• _Task item_:
The expected result is every entry, retyped character for character.

= Beginning of Section =

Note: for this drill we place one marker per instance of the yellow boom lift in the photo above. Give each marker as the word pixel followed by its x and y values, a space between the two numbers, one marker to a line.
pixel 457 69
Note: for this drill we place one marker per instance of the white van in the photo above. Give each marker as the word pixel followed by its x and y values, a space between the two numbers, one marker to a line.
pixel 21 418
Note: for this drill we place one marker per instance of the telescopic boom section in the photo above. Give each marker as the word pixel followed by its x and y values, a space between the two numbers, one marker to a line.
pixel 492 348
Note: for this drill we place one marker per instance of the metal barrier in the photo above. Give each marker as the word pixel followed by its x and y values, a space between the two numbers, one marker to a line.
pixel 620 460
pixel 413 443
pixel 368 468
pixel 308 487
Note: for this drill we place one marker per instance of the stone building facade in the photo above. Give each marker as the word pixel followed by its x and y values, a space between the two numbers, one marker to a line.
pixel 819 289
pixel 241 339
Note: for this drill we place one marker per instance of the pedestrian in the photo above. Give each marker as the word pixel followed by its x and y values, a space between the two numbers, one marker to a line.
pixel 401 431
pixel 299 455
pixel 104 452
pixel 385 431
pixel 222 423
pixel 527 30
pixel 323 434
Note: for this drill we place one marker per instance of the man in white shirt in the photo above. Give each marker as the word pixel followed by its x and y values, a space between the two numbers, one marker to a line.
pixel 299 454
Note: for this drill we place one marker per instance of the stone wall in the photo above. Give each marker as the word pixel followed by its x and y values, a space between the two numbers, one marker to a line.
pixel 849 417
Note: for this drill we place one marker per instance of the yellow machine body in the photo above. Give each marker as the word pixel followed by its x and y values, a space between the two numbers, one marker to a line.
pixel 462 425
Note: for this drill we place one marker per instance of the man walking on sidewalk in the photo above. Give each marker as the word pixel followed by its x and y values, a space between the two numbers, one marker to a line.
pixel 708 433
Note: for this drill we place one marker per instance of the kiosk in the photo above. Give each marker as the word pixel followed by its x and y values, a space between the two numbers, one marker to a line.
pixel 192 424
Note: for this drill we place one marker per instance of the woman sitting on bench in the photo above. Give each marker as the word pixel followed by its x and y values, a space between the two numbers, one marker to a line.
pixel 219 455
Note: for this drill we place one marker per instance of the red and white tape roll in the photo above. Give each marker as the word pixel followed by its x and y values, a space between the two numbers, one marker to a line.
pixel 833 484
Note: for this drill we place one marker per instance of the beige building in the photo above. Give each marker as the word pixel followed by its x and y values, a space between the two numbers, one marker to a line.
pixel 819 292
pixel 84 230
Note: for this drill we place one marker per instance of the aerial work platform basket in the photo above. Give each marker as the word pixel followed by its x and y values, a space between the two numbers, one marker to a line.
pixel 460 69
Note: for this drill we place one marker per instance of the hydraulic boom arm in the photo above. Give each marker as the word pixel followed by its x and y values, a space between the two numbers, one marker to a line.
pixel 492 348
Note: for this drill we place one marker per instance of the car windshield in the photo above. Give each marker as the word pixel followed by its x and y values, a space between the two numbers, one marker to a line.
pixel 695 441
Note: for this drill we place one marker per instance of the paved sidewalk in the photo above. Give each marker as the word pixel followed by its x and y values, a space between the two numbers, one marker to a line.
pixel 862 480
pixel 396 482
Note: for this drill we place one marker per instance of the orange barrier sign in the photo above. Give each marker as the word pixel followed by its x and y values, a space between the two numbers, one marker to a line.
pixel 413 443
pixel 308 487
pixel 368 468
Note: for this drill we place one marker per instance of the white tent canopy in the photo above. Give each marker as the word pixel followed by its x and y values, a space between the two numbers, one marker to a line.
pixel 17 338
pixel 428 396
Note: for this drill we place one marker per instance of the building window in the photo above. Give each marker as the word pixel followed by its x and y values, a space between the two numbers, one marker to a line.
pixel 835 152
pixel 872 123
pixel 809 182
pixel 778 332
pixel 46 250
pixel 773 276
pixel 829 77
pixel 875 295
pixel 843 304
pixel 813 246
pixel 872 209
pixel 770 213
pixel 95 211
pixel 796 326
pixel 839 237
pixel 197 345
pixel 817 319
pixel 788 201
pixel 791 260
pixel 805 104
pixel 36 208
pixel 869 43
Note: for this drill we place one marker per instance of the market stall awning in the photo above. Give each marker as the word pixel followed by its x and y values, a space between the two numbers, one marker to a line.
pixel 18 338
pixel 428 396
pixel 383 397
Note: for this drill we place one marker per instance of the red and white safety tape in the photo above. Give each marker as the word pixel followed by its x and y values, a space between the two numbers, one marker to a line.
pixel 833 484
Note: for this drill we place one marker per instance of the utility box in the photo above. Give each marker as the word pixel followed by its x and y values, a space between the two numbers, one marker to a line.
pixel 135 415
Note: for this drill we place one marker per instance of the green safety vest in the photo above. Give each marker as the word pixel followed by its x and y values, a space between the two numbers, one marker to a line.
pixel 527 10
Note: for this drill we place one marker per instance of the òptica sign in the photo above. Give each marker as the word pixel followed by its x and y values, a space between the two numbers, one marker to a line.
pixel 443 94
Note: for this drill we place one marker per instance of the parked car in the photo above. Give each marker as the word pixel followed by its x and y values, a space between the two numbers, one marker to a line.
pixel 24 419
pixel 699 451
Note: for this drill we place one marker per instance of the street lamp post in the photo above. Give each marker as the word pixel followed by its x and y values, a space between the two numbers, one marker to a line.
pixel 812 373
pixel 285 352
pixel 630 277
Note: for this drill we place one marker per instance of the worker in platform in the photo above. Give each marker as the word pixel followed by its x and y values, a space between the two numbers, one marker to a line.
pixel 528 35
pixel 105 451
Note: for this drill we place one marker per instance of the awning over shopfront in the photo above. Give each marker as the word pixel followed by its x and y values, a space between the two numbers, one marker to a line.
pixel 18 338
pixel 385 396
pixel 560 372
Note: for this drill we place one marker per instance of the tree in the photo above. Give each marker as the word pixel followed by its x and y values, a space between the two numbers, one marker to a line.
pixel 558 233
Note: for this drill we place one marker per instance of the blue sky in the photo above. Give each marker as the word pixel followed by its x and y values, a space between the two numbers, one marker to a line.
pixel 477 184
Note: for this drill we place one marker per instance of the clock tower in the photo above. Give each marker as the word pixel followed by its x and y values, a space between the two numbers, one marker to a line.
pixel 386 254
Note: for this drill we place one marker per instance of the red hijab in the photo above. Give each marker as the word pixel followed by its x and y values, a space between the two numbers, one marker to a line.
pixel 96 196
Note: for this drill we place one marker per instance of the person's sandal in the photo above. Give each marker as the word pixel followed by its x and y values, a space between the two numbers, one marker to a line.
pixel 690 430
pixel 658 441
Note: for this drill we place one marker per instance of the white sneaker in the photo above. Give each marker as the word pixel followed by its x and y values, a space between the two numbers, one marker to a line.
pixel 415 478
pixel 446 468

= End of Section =

• _Solution below_:
Note: for this drill we place one marker per instance of the yellow boom lift in the photo above. Give each marker as the word pixel followed by its x and y values, a space between the two numbers, one marker to a line.
pixel 457 69
Note: for this drill we place one marker per instance of the white van in the photo above. Give each marker as the word pixel followed by its x and y values, a space between the two numbers, one marker to a line.
pixel 21 418
Note: for this drill we place one marker per instance of the telescopic boom section in the photo above. Give each marker as the word pixel followed by its x and y values, a space between the two numbers, one marker to a line.
pixel 492 348
Note: for this drill we place one marker per instance of the metal barrier in the photo above. Give each marker as the word pixel followed by its x and y values, a space between the two numbers, one marker to a line.
pixel 620 460
pixel 413 443
pixel 368 468
pixel 308 487
Note: for this drill we place one marker per instance of the stone building facade in the photo above. Give each marker as the word pixel followed by its x and y values, a space between the two numbers, one marker to a line.
pixel 819 289
pixel 241 339
Note: for this drill we place one marker per instance of the pedestrian in the photo above. Give each marker as the word pixel followed by its x and y values, a space between the two numbers, one marker to a line.
pixel 401 431
pixel 299 455
pixel 104 452
pixel 385 431
pixel 222 423
pixel 527 30
pixel 323 434
Note: for this drill we place one marker per instance of the man in white shirt in the photo above. Give each marker as the word pixel followed by its x and y values, a space between the two numbers, one marker to a line.
pixel 299 454
Note: for this drill we place one marker per instance of the stone wall in the photo above. Give each marker as the word pixel followed by its x and y values, a space between the two numbers, one marker to a line.
pixel 849 417
Note: for this drill we place one marker per instance of the yellow machine body in the photo above. Give each marker as the word pixel followed by its x and y values, a space between the two numbers, one marker to a line.
pixel 462 425
Note: for this drill we place one marker per instance of the man walking on sidewalk in the photo above. Give each marker as the word pixel followed by its x and y values, a space between the two numbers, one marker to a line.
pixel 708 433
Note: for this drill we place one marker per instance of the kiosk in the photo above. Give each marker as the word pixel followed by its x and y values, a space between the two numbers, one marker to a line.
pixel 192 424
Note: for this drill we place one marker per instance of the woman sitting on bench in the photo above. Give each marker as the word pixel followed by its x and y values, a space between the two numbers, one marker to a line.
pixel 219 455
Note: for this drill we place one marker per instance of the red and white tape roll in the photo above. Give each marker as the word pixel followed by its x and y values, a space between the two numbers, one marker to a line.
pixel 833 484
Note: for this drill we place one marker per instance of the beige building in the photo above. Give each marker as the word pixel followed by its x and y values, a space between the two numbers, one marker to a line.
pixel 819 292
pixel 84 230
Note: for this drill we place one marker per instance of the aerial work platform basket in the photo above. Give each marker as the word pixel followed by its x and y values, a space between the two numbers, one marker to a line.
pixel 460 69
Note: for this drill we place one marker per instance of the hydraulic boom arm in the photo above. Give each marker as the word pixel followed by its x and y values, a space between the two numbers, one marker to a line.
pixel 492 348
Note: for this drill we place one marker per instance of the car windshield in the photo above. Give each marker as the word pixel followed by its x and y values, a space between the two numbers, one marker to a line.
pixel 695 441
Note: for this drill we place one marker per instance of the paved sidewalk in the photo above. Give each marker as the word pixel followed by its x and y values, a space between the two numbers, one marker to a line.
pixel 862 480
pixel 396 482
Note: for this drill we place one marker per instance of the orange barrier sign in the photo above. Give each marker as the word pixel followed by its x and y values, a space between the two numbers, one marker to a line.
pixel 413 443
pixel 308 487
pixel 368 468
Note: for this drill we place one marker per instance of the white tent canopy in the photo above. Give each marker as the word pixel followed by its x and y values, a space between the two numbers, one marker to a line.
pixel 17 338
pixel 428 396
Note: for this drill we place one marker per instance of the building window in the photo above. Give each marker as the word pixel followed by its x and y values, a space between the two numbers, one marker to a line.
pixel 835 152
pixel 872 123
pixel 809 182
pixel 778 332
pixel 46 250
pixel 773 276
pixel 829 77
pixel 875 295
pixel 843 304
pixel 813 246
pixel 872 209
pixel 770 213
pixel 95 211
pixel 796 326
pixel 839 237
pixel 197 345
pixel 817 319
pixel 788 201
pixel 791 260
pixel 805 104
pixel 36 208
pixel 869 43
Note: for this drill we place one marker per instance of the market stall awning in the photo above. Give each marker as the word pixel followed by its x and y values, a space between the two numbers, one marker to a line.
pixel 18 338
pixel 428 396
pixel 383 397
Note: for this drill we place one marker per instance of the red and white safety tape in the photo above. Give each marker as the word pixel followed by its x and y values, a space between the two numbers, one marker to a line.
pixel 833 484
Note: for this drill we place one marker per instance of the utility box in the photo above. Give each marker as the word pixel followed by its x and y values, a space between the two numbers, one marker to a line.
pixel 135 415
Note: for this drill we place one marker per instance of the green safety vest in the photo above. Give each marker as the word pixel followed by its x and y values, a space between the two numbers, one marker to a line.
pixel 527 10
Note: for this drill we place one marker per instance of the òptica sign in the photo above. Give each marker as the word pixel followed by its x and y values, a space between the two numbers, one marker to a line.
pixel 443 94
Note: for this drill we place one marker per instance of the parked car in the photo above. Give each marker as the word pixel followed by its x and y values, a space between the two numbers, one marker to a line.
pixel 24 419
pixel 699 451
Note: for this drill we place one marker per instance of the street lamp post in the photo above. Give each marker as the word pixel followed by its x and y values, a space between the two numbers, one marker to a line.
pixel 812 373
pixel 285 352
pixel 630 277
Note: for this drill we place one marker per instance of the worker in platform in the photo above. Give each marker as the word pixel followed by its x and y values, a space between the two numbers, one marker to a line.
pixel 528 35
pixel 105 451
Note: for this drill we place one marker per instance of the awning over shopfront in the photo above. Give each marker as the word pixel followed by its x and y values, a space between the two numbers, one marker to a line.
pixel 18 338
pixel 385 396
pixel 560 372
Note: for this drill we place one marker per instance of the tree in the photo above. Give each marker as the word pixel followed by its x and y values, a space between the two numbers, one marker to a line.
pixel 558 233
Note: for this drill we place one marker per instance of the blue sky in the photo above. Give each marker as the word pixel followed by its x and y values, a space between the two numbers, one marker to a line.
pixel 477 184
Note: for this drill we place one marker per instance of the clock tower in the photo above. Give each marker as the word pixel followed by its x and y values, a space between the two numbers, one marker to a line.
pixel 386 254
Note: for this drill we place one marker per instance of the red hijab in the photo above. Give each marker as the word pixel followed by its x and y values, a space between the two numbers, one marker to a line.
pixel 96 196
Note: for this drill we place one marker per instance of the person's sandal in the photo above. Give each marker as the word pixel followed by its x and y values, a space between the two numbers, one marker to a line.
pixel 690 430
pixel 658 441
Note: for this drill we place one marker per instance of the white sneaker in the photo above. Give each marker as the word pixel followed by its x and y values, a space between the two numbers, one marker to a line.
pixel 415 478
pixel 446 468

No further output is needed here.